[Text segment]:
***

Building Community in the Front Yard
How do chickens, front porches and curbside gardens foster democracy? Yesterday I rode my bike around town to find out.
We were surprised by the best thing about raising city chickens. Sure, we love being close to the source of our primary protein product, knowing that the good things that go into the chickens also comes out as healthier eggs. We haven’t been disappointed with the great circle of life: we feed the feathered ladies our kitchen and garden scraps, they feed us eggs, and their compost feeds the garden. And having such hilarious yard pets is a definite plus. (They really are just little dinosaurs, you know.)
But really? Democracy? From chickens? Sure enough.
To keep the noise and (possible) smells away from the neighbors on the other side, we built their coop just feet from our corner-lot sidewalk. Everyone walking by sees the girls scratching away in their Taj Mafowl. The hens have daily visits from all the neighborhood kids, and the renters across the street bring their compost over as treats. We’ve made more friends in the neighborhood because of the chickens than, well, in just about any way we’ve made friends. (Next to bowling, of course.)
So how does all of this relate to democracy?
Many creative community builders are paving the way. Engaging neighbors is the first step.

***

[Input data]:
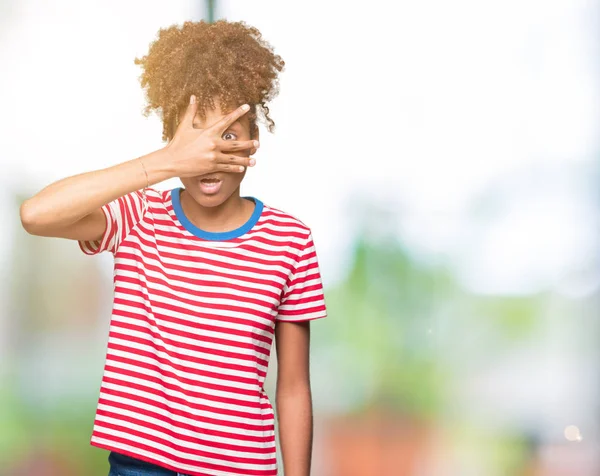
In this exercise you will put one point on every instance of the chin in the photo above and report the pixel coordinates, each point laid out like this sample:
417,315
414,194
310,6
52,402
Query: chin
206,196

***

[Work item A]: In the essay on city chickens and democracy, how would you render this sentence in Spanish: "The hens have daily visits from all the neighborhood kids, and the renters across the street bring their compost over as treats."
[Work item B]: Can you resume the essay on city chickens and democracy right after its final sentence and carry it forward?
You won't need the rows for any of this.

[Expected answer A]: Las gallinas reciben visitas diarias de todos los niños del vecindario, y los inquilinos de enfrente traen su compost como golosinas.

[Expected answer B]:
We live in a mixed-income, renter/owner neighborhood we call the Sunnyland Lower West Side. In the last five years, all over the ‘hood, neighbors have started living in their front yards instead of the back. Front-lawn gardens are sprouting up everywhere, even in the tree-lawns of the rentals owned by the church next door. (They sell the produce at church to support their anti-poverty programs.) This summer, two different neighbors across the street built new front porches, where they sit and chat with passers-by instead of hanging out in seclusion on their nice, private back yards. We dug a couple of horseshoe pits in our front lawn, and on long summer evenings we’re just as likely to be tossing shoes with strangers as friends; simply being in the front invites conversation, connection and play.
These connections are elemental to the “voluntary associations” that have marked American democracy from the very beginning. These “social spaces between family and community” created “institutions to accomplish a vast variety of purposes that elsewhere would be left to the established authorities or not done at all.”
My favorite recent example: The Tour de Coop.
For the second year in a row, yesterday we participated in a grassroots bike tour of chicken coops around town. No formal organization started the ride. No business made a dime off it. Just a neighbor, Josh, who through FaceBook, word of mouth, and stopping by to say “hi” to strangers managed to get a dozen folks to open their chickens’ homes, and 25+ other people to get on their bikes to “ooh” and “ah” over the good ideas they saw along the way. So. Much. Fun. New friends, new ideas, and real sense of community. Since the first Tour de Coop last year, many of us stay in touch, share chicken-tending wisdom (and freak-outs), and invite one another to other community events.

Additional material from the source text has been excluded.